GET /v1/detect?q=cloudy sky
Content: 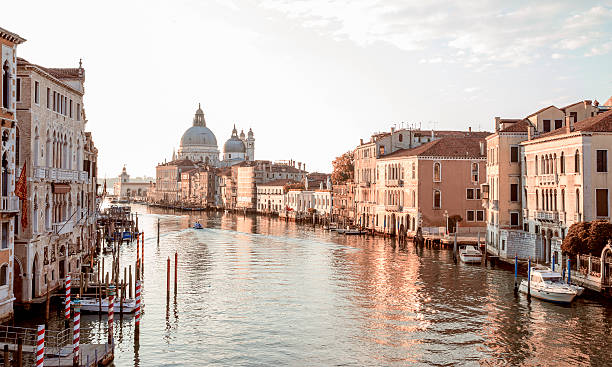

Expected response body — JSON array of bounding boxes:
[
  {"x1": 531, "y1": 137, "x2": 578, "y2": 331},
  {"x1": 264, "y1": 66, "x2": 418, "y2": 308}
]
[{"x1": 5, "y1": 0, "x2": 612, "y2": 177}]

========================================

__Work required__. Reproduce the listing with "cloudy sky" replaced by "overcast sky", keeping every other line unchanged. Omit the picture from your answer.

__Problem solution__.
GET /v1/detect?q=overcast sky
Content: 

Expected response body — JSON array of bounding boxes:
[
  {"x1": 531, "y1": 137, "x2": 578, "y2": 331},
  {"x1": 264, "y1": 66, "x2": 418, "y2": 308}
]
[{"x1": 5, "y1": 0, "x2": 612, "y2": 177}]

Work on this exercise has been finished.